• _Exercise 1_
In the theater review, why are the curtain calls for Leaving divided in two?
• _Exercise 2_
Repeat everything in the theater review from "They then shared" down to "new Czech administration.".
• _Exercise 3_
According to the theater review, which actor plays Vanek in Audience?

====== Selected excerpt

Things got close up and personal in 1989 when Sam and his actress wife Auriol Smith rattled their keys as a pair of right-on Brits in a lively throng of protesting Czechs milling around Wenceslas Square.
They then shared a privileged head to head encounter with the hero of the hour in his tiny Prague flat before donning defiant 'Havel for President' badges as a gesture of solidarity with the popular Czech campaign for democracy and freedom. The rest is history.
Wind the clock forward two decades and the Orange Tree took the challenge and opportunity to stage the English language premiere of Havel's latest published play, Leaving.
About a deposed Czech head of state, it is a surreal comedy which with rare foresight he had begun writing before the Velvet Revolution swept him into high office.
Havel produced the final draft in the bitter years following his undignified ousting from Prague Castle by cold-hearted bureaucrats in the service of a new Czech administration.
As a result the play and its central character bear the bruises of small-minded officialdom with petty squabbles about who paid (the state? or the president?) for various works of art and minor items of domestic and office paraphernalia.
As the opening part of this Václav Havel repertory of plays the compact Richmond venue has staked its all on this one production, fielding a very large cast.
Indeed so numerous is the acting company that curtain calls are divided in two to accommodate all the actors for their bows on the tiny stage.
But what of the play? It is no secret that both critics and Richmond audiences have found problems in coming to terms with a surreal comedy which laboriously deploys the dynamics of Chekhov's Cherry Orchard to structure a story of a first family and its retinue, forced to depart from their familiar hearth and home.
At the close, Chekhov-like, it leaves a tough talking upstart in charge -a president in waiting as it happens, but theatrically speaking a tree-felling thug.
And as a tangential add-on to the central plot, the ousted incumbent, a figure of farce in Geoffrey Beever's performance, goes gaga as the Czech equivalent of King Lear.
The play then offers a variety of disconnected departures into surreal fantasy in which sycophants, still spouting political rhubarb, are displaced by bopping disco nightmares while a male streaker boldly shows us his willy for no obvious dramatic reason except perhaps to recapture our attention.
If this raises doubts about Havel's present and future as a playwright of substance, the second offering in this Havel season confirmed my impression that his best work came when he was up against a ruthless communist regime, a situation that taxed him to find subtle ways of expressing his resistance and discomfiture, coupled with a notable ability to coin the telling phrase.
This second strand in the season, a double bill, opens with Audience, a two-hander set in a brewery, one of the Vanek trilogy, based on his own experiences as a proscribed playwright, which was originally written to amuse his friends in private performance.
Vanek, a self-effacing Havel figure, played with jaw-clenched taciturnity by David Antrobus, has been temporarily relieved of his menial barrel-rolling duties, to spend a matey drinking session with Robert Austin's Foreman.
The older man, a devoted beer drinker, finds the persecuted writer a living link with the glamorous world of actresses, but emerging from what is essentially a monologue, the play demonstrates the power of mute dissidence to provoke others to declare and justify their political hypocrisies, their fears and their follies.
Austin plays the role with muscular strength and good humour, capped with bitterness, but at this in-the-round theatre one could not help noticing a sizeable minority of the audience opposite zizzing off to dreamland during a wordy coda.

============
====== Dataset records

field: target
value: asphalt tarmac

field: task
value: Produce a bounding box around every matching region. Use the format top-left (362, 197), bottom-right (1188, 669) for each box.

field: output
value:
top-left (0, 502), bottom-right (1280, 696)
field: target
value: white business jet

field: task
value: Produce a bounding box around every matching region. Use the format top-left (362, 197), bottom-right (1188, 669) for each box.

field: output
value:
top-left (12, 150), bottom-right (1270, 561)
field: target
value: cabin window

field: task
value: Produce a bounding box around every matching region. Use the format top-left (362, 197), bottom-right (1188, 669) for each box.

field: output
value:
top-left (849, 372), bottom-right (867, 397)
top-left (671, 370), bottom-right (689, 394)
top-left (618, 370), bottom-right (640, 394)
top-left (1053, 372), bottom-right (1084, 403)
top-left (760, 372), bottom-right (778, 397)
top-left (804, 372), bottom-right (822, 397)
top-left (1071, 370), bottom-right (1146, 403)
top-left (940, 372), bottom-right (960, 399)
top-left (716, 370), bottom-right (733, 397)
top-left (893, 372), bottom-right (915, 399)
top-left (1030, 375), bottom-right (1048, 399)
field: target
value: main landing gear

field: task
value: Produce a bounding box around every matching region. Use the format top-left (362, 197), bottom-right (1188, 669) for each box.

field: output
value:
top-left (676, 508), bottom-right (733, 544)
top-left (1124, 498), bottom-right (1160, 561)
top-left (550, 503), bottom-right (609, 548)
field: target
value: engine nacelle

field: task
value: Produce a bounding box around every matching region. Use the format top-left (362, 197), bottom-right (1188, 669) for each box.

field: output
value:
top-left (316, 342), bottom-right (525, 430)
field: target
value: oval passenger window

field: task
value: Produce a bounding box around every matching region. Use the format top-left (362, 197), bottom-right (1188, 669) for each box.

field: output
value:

============

• _Exercise output 1_
The acting company is so large that the curtain calls have to be split in two so that all the actors can take their bows on the tiny stage.

• _Exercise output 2_
They then shared a privileged head to head encounter with the hero of the hour in his tiny Prague flat before donning defiant 'Havel for President' badges as a gesture of solidarity with the popular Czech campaign for democracy and freedom. The rest is history.
Wind the clock forward two decades and the Orange Tree took the challenge and opportunity to stage the English language premiere of Havel's latest published play, Leaving.
About a deposed Czech head of state, it is a surreal comedy which with rare foresight he had begun writing before the Velvet Revolution swept him into high office.
Havel produced the final draft in the bitter years following his undignified ousting from Prague Castle by cold-hearted bureaucrats in the service of a new Czech administration.

• _Exercise output 3_
David Antrobus plays Vanek.